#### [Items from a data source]
☆ ☆ ☆

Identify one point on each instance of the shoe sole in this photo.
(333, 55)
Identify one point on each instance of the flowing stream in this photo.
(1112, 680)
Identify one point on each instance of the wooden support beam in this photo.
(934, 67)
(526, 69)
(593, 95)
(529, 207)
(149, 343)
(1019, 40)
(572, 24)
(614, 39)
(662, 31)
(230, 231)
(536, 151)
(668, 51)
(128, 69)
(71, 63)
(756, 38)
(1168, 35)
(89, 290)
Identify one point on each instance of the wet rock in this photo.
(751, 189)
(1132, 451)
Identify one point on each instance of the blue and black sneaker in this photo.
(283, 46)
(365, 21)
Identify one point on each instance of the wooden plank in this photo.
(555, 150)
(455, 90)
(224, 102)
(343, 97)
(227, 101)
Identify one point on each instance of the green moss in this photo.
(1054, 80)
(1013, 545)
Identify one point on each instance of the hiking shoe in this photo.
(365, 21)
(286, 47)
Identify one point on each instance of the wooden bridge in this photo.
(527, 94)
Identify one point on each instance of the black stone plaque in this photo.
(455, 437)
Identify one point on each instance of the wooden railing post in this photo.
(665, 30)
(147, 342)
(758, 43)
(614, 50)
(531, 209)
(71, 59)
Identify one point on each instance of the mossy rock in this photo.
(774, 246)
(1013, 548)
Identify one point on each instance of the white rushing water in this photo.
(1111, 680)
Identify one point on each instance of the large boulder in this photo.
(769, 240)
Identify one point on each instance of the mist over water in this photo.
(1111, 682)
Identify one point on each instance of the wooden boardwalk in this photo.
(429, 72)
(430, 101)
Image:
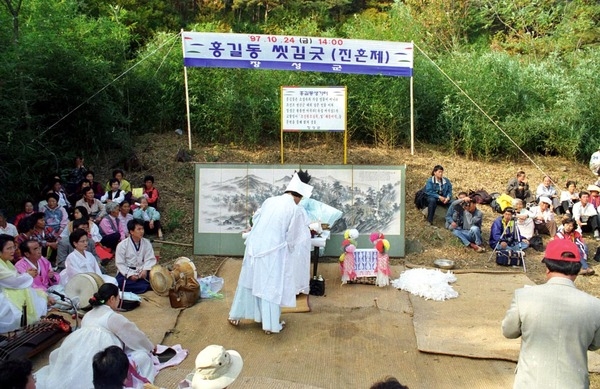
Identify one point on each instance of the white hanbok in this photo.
(279, 238)
(70, 366)
(76, 263)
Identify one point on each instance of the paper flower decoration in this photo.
(347, 257)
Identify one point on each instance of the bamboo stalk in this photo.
(173, 243)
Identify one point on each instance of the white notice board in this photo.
(320, 108)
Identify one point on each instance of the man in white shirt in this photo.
(134, 259)
(595, 162)
(586, 215)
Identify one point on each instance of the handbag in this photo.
(509, 258)
(317, 286)
(185, 293)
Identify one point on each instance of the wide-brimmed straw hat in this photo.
(161, 280)
(216, 368)
(185, 266)
(296, 185)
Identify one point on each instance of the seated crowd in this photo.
(78, 227)
(559, 214)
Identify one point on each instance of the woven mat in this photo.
(154, 317)
(354, 336)
(302, 305)
(470, 325)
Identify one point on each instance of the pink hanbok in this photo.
(42, 281)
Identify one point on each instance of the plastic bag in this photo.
(210, 287)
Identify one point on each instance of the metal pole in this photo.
(187, 96)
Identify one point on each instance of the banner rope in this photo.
(112, 82)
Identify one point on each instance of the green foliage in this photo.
(84, 77)
(173, 219)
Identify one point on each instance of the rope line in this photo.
(482, 111)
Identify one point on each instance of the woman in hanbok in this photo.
(149, 216)
(267, 280)
(34, 264)
(16, 291)
(70, 366)
(81, 260)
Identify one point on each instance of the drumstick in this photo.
(122, 292)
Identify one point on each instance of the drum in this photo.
(83, 286)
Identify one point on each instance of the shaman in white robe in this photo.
(16, 290)
(77, 263)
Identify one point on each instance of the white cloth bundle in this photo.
(431, 284)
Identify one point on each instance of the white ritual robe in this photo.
(77, 263)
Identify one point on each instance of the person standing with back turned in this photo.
(266, 283)
(557, 324)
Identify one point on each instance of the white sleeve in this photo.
(129, 333)
(95, 232)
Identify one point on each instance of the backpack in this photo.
(537, 243)
(480, 196)
(421, 199)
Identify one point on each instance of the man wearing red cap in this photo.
(557, 324)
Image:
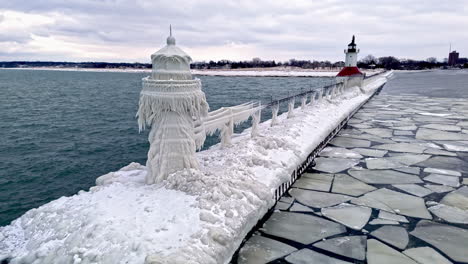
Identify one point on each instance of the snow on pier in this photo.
(194, 216)
(390, 188)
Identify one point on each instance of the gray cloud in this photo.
(276, 29)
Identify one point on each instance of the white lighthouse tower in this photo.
(351, 54)
(350, 61)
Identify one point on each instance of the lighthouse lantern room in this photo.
(351, 61)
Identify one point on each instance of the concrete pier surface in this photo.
(390, 188)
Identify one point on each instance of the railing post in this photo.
(291, 107)
(274, 114)
(255, 121)
(303, 101)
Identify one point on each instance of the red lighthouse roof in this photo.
(348, 71)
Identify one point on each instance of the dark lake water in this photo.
(59, 130)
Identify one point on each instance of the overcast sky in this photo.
(129, 31)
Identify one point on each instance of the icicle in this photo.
(274, 114)
(291, 107)
(256, 121)
(303, 101)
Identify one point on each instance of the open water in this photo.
(60, 130)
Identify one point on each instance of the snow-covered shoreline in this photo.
(194, 216)
(265, 72)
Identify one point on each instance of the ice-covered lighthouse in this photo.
(350, 68)
(171, 101)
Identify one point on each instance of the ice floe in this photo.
(260, 249)
(333, 152)
(350, 142)
(402, 147)
(451, 181)
(451, 240)
(450, 214)
(413, 189)
(318, 199)
(301, 228)
(394, 217)
(392, 235)
(318, 182)
(349, 246)
(352, 216)
(379, 253)
(394, 202)
(305, 256)
(432, 134)
(334, 165)
(350, 186)
(384, 176)
(425, 255)
(371, 152)
(442, 171)
(457, 198)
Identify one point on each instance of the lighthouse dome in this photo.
(170, 62)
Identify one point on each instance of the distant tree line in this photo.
(391, 62)
(258, 63)
(63, 64)
(368, 62)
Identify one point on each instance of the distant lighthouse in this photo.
(351, 61)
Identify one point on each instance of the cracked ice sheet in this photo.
(394, 202)
(233, 187)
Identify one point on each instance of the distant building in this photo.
(453, 58)
(350, 61)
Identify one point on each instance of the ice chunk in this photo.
(352, 216)
(457, 198)
(450, 214)
(370, 152)
(334, 165)
(443, 179)
(403, 133)
(318, 199)
(316, 181)
(381, 132)
(425, 255)
(384, 176)
(410, 170)
(406, 128)
(413, 189)
(297, 207)
(260, 249)
(431, 134)
(394, 217)
(447, 163)
(456, 147)
(395, 161)
(379, 221)
(349, 246)
(402, 147)
(282, 206)
(400, 203)
(301, 228)
(444, 127)
(346, 142)
(379, 253)
(393, 235)
(333, 152)
(438, 188)
(305, 256)
(449, 239)
(442, 171)
(348, 185)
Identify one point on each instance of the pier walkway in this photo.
(390, 188)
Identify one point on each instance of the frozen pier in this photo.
(389, 188)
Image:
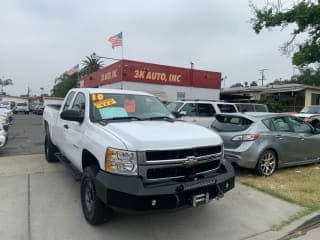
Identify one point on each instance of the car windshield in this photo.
(311, 109)
(231, 123)
(107, 106)
(227, 108)
(22, 104)
(174, 106)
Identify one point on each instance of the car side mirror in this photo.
(179, 114)
(72, 115)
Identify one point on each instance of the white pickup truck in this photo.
(132, 154)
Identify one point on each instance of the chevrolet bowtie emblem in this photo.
(191, 161)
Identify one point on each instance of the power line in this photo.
(263, 78)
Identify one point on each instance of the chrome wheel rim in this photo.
(268, 164)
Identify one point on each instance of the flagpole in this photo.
(122, 65)
(122, 47)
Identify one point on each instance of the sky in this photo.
(40, 39)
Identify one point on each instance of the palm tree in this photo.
(91, 64)
(5, 82)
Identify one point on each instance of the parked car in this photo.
(23, 108)
(132, 154)
(6, 112)
(252, 107)
(265, 142)
(3, 136)
(38, 109)
(200, 112)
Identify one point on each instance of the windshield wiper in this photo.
(169, 119)
(108, 120)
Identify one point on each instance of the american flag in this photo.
(116, 40)
(73, 70)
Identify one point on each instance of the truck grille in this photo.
(181, 171)
(182, 153)
(180, 163)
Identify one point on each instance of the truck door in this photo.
(73, 131)
(59, 130)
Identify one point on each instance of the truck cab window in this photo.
(190, 109)
(79, 103)
(205, 110)
(68, 101)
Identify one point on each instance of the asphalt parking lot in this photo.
(42, 201)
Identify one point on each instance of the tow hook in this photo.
(220, 193)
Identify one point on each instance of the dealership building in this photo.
(166, 82)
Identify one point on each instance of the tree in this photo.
(5, 82)
(307, 76)
(304, 16)
(63, 84)
(90, 65)
(253, 84)
(236, 85)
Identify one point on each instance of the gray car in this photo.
(267, 141)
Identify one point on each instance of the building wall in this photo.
(14, 99)
(167, 82)
(308, 96)
(167, 92)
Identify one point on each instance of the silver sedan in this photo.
(267, 141)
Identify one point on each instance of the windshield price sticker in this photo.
(105, 103)
(97, 97)
(130, 105)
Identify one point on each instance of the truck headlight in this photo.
(121, 162)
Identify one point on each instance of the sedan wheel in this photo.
(267, 163)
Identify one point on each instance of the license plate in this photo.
(200, 199)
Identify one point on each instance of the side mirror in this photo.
(72, 115)
(179, 114)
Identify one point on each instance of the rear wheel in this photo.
(94, 210)
(267, 163)
(50, 149)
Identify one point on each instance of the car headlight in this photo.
(121, 162)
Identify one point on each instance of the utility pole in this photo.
(263, 78)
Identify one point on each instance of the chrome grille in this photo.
(180, 164)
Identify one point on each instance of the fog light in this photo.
(154, 203)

☆ ☆ ☆

#### [INSTRUCTIONS FOR THE TASK]
From the line with "Identify one point on each instance of the palm" to the last line of the material, give every line again exactly, and only those lines.

#### [EXPECTED ANSWER]
Identify one point on each instance of the palm tree in this photo.
(91, 64)
(5, 82)
Identify one point on each instance of the parked car in this photo.
(23, 108)
(132, 154)
(6, 112)
(252, 107)
(265, 142)
(3, 136)
(38, 109)
(200, 112)
Identify one point on each instance of the windshield wiper in this photo.
(169, 119)
(108, 120)
Identify one point on each instance of the american flag in this photo.
(116, 40)
(73, 70)
Identify one point on each instance of the truck grille in this photo.
(181, 171)
(182, 153)
(180, 163)
Identify one point on each instance of the truck door in this photo.
(73, 131)
(59, 130)
Identify one point on each instance of the truck cab window in this photo.
(190, 109)
(79, 103)
(205, 110)
(68, 101)
Identify one point on each instance of the asphalt parking lot in this photo.
(42, 201)
Identify one point on each instance of the tow hook in this photo.
(220, 193)
Identify one point on each instance of the dealership building in this photo.
(166, 82)
Identify one point on each instance of the tree in this photo.
(5, 82)
(307, 76)
(304, 16)
(63, 84)
(90, 65)
(253, 84)
(236, 85)
Identify one point on each instance of the gray car in this photo.
(267, 141)
Identify one point on each instance of the building wall in this photo.
(14, 99)
(167, 82)
(308, 96)
(167, 92)
Identify one point on each instance of the silver sedan in this photo.
(267, 141)
Identify one point on each instance of the windshield price sticker in this photo.
(105, 103)
(97, 97)
(130, 105)
Identify one point on each instance of the truck headlight in this photo.
(121, 162)
Identify one point on each instance of the sedan wheel in this photo.
(267, 163)
Identify one point on each instance of the license plate in this photo.
(200, 199)
Identify one point on each instance of the side mirror in this photo.
(72, 115)
(179, 114)
Identify one point on each instance of the rear wheel in this photo.
(94, 210)
(267, 163)
(50, 149)
Identify one point on each instance of the car headlight in this photo.
(121, 162)
Identify one point on each instance of the utility pole in this photo.
(263, 78)
Identify one point on each instance of the chrome grille in this photo.
(180, 164)
Identify one point on each instance of the fog light in this photo.
(154, 203)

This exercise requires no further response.